Entrées d'annotation de régions
++++++++++++++++++++

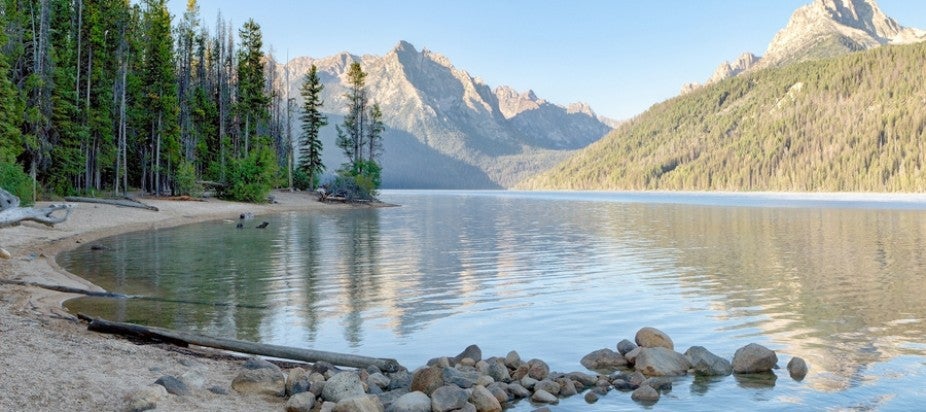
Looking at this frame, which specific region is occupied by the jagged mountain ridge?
[274,41,615,189]
[682,0,926,93]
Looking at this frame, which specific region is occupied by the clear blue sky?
[169,0,926,119]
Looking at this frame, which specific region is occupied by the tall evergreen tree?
[142,0,180,194]
[299,64,328,189]
[336,62,368,174]
[237,19,270,155]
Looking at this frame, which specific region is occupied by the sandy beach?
[0,192,351,411]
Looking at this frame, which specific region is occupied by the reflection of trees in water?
[335,210,380,346]
[600,205,926,390]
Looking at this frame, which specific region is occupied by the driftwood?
[84,314,401,372]
[64,196,158,212]
[0,189,72,227]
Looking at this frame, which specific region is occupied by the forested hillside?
[0,0,303,200]
[519,43,926,192]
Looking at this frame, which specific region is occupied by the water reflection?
[60,194,926,409]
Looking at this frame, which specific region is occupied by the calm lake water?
[58,191,926,411]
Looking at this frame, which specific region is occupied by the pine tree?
[237,19,270,156]
[336,62,367,174]
[299,64,328,189]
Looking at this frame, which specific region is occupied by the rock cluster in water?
[126,328,807,412]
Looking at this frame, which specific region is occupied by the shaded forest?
[0,0,305,204]
[519,43,926,192]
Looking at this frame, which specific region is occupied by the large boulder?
[333,394,385,412]
[788,357,807,381]
[469,385,502,412]
[634,327,675,350]
[441,368,480,388]
[685,346,733,376]
[453,345,482,365]
[431,385,469,412]
[322,372,366,403]
[634,347,691,376]
[527,359,550,381]
[579,348,627,372]
[733,343,778,373]
[389,391,431,412]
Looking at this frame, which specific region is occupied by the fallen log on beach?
[64,196,158,212]
[78,314,401,372]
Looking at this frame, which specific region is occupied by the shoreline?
[0,191,354,411]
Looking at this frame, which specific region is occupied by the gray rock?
[367,372,390,389]
[286,367,312,396]
[469,385,502,412]
[527,359,550,381]
[733,343,778,373]
[579,348,627,372]
[242,358,282,373]
[411,365,444,395]
[125,385,167,412]
[386,370,412,391]
[634,327,675,350]
[521,376,540,390]
[286,392,315,412]
[442,368,479,388]
[508,383,531,399]
[431,385,469,412]
[630,385,659,403]
[640,376,672,392]
[232,365,286,396]
[566,372,598,388]
[534,379,562,396]
[556,378,579,397]
[486,382,511,404]
[209,385,228,395]
[788,356,808,381]
[685,346,733,376]
[634,347,691,376]
[389,391,431,412]
[531,389,559,403]
[322,372,365,403]
[617,339,637,355]
[505,351,522,369]
[332,394,386,412]
[486,362,511,382]
[154,375,192,396]
[624,346,643,365]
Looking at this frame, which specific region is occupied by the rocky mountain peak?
[682,0,926,94]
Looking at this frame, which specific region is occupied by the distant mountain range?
[275,41,617,189]
[518,0,926,192]
[682,0,926,93]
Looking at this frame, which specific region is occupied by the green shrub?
[0,162,32,206]
[224,146,278,203]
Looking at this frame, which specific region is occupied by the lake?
[58,191,926,411]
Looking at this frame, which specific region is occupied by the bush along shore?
[125,327,807,412]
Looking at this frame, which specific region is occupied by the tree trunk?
[85,314,401,372]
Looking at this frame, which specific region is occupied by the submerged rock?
[733,343,778,373]
[685,346,733,376]
[634,347,691,376]
[634,327,675,350]
[788,356,808,381]
[579,348,627,372]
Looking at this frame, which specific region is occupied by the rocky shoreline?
[126,327,807,412]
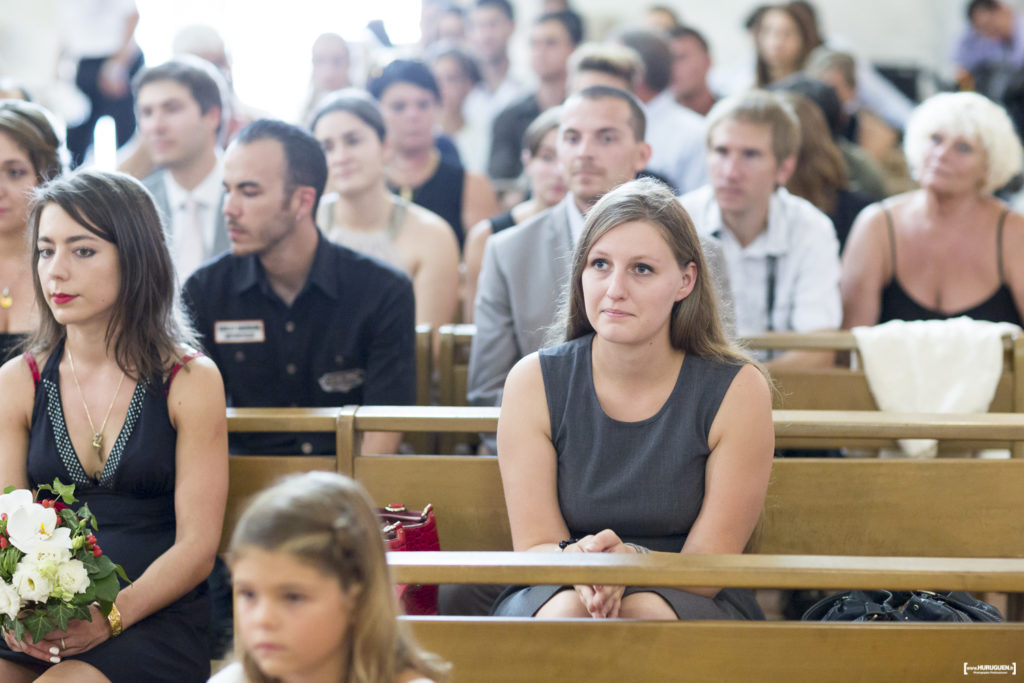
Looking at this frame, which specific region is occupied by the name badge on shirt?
[213,321,266,344]
[317,369,366,393]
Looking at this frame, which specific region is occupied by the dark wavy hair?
[26,170,199,389]
[757,2,821,87]
[561,178,750,362]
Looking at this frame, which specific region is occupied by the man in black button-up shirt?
[184,120,416,454]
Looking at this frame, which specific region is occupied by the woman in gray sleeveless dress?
[495,180,774,618]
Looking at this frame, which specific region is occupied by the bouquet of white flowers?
[0,479,128,642]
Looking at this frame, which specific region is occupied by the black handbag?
[801,591,1002,623]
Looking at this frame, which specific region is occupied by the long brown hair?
[778,92,849,215]
[0,99,61,184]
[26,170,198,389]
[563,178,750,362]
[756,2,821,88]
[228,472,447,683]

++++++++++++++++++++

Consigne écrite
Recopiez à l'identique l'ensemble des données ci-dessus, en omettant les images.

Réponse à fournir
Looking at this frame, which specific region is occupied by the jagged mountain ridge?
[274,41,615,189]
[682,0,926,93]
Looking at this frame, which specific region is occupied by the clear blue sky?
[169,0,926,119]
Looking at this frame, which specific region is occupied by the tall evergreen tree?
[142,0,180,194]
[299,64,328,189]
[336,62,368,174]
[237,19,270,155]
Looking at this frame, which specific region is occupied by the sandy beach?
[0,192,351,411]
Looking at this frame, which specific region is occupied by the reflection of trees in water?
[335,210,380,346]
[600,205,926,390]
Looking at this frame, which specific region is occupied by the driftwood?
[84,314,401,372]
[64,196,158,212]
[0,189,72,227]
Looking at this frame, which specific region is occupied by the forested hillside?
[0,0,303,200]
[519,43,926,192]
Looking at this frame, which specific region is occupied by the water reflection?
[60,194,926,409]
Looking at this frame, which specific region is occupied by the calm lake water?
[58,191,926,411]
Looking at this frame, which specific region is occupied by the pine tree?
[237,19,270,156]
[336,62,367,174]
[299,64,328,189]
Looking at this frame, which specific region is occupied by the rock cluster in water?
[126,328,807,412]
Looking at this frame, which specific region is occupied by the shaded forest?
[0,0,305,204]
[519,43,926,192]
Looking at this frame, which specific region is occupied by the large boulder?
[333,394,385,412]
[788,357,807,381]
[469,385,502,412]
[634,327,675,350]
[441,368,480,388]
[685,346,733,376]
[453,345,482,365]
[431,385,469,412]
[322,372,366,403]
[634,347,691,376]
[527,359,550,381]
[579,348,627,372]
[733,343,778,373]
[389,391,431,412]
Looking at this frame, which specific region is occupied by the fallen log on beach?
[64,196,158,212]
[78,314,401,372]
Looking at this frame, which specific region is occupied by the shoreline?
[0,191,354,411]
Looking at this frame, which specific region is occupied by the gray rock?
[367,372,390,389]
[286,367,312,396]
[469,385,502,412]
[527,359,550,381]
[733,343,778,373]
[579,348,627,372]
[242,358,282,373]
[411,365,444,395]
[125,385,167,412]
[386,370,412,391]
[634,327,675,350]
[521,376,540,390]
[286,392,315,412]
[442,368,479,388]
[508,383,531,399]
[431,385,469,412]
[630,385,659,403]
[640,376,672,392]
[232,365,286,396]
[566,372,598,388]
[534,379,562,396]
[556,378,579,397]
[486,382,511,404]
[209,385,228,395]
[788,356,808,381]
[685,346,733,376]
[634,347,691,376]
[389,391,431,412]
[531,389,559,403]
[322,372,365,403]
[617,339,637,355]
[505,351,522,369]
[332,394,386,412]
[486,362,511,382]
[154,375,192,396]
[624,346,643,365]
Looking at this frame, which specific region is occupied by the rocky mountain peak?
[682,0,926,94]
Looking at this frame, which specific region is occupied by the distant mountain range?
[275,41,617,189]
[518,0,926,192]
[682,0,926,93]
Looking at this frame, which specific region is occupied by the green shrub?
[0,162,32,206]
[224,146,278,203]
Looking at this frame, which specific region is occupied by the lake?
[58,191,926,411]
Looking at this frame, which specific region is occupied by the bush along shore?
[125,327,807,412]
Looking at this frame, which specific region is occupied by the tree trunk?
[85,314,401,372]
Looking at this frame, which specific region is occupied by the submerged rock?
[733,343,778,373]
[685,346,733,376]
[634,347,691,376]
[634,327,675,350]
[788,356,808,381]
[579,348,627,372]
Looking at this frame, which specific region is occupied by the rocky shoreline?
[126,327,807,412]
Looking at this frame, which specific region is occupied by the name badge on shirt?
[213,321,266,344]
[317,369,366,393]
Looking at this frame, which specific region is occupied by the dark wavy hair?
[26,170,199,389]
[757,2,821,87]
[561,178,750,362]
Looking at this frame, which specific region is occupied by the man in black button-up shirt?
[184,120,416,454]
Looking at this frame, which specific region is occupied by the woman in gray sleeveless dress?
[495,180,774,618]
Looking at this frame, which specific region is occupied by the bouquet of white flowers?
[0,479,128,642]
Looking at this frame, which specific region is occupied by the black handbag?
[801,591,1002,623]
Looking at this frame, which specific region is occupied by the long brown hair?
[778,92,849,215]
[0,99,61,184]
[26,170,198,389]
[563,178,750,362]
[756,2,821,88]
[228,472,447,683]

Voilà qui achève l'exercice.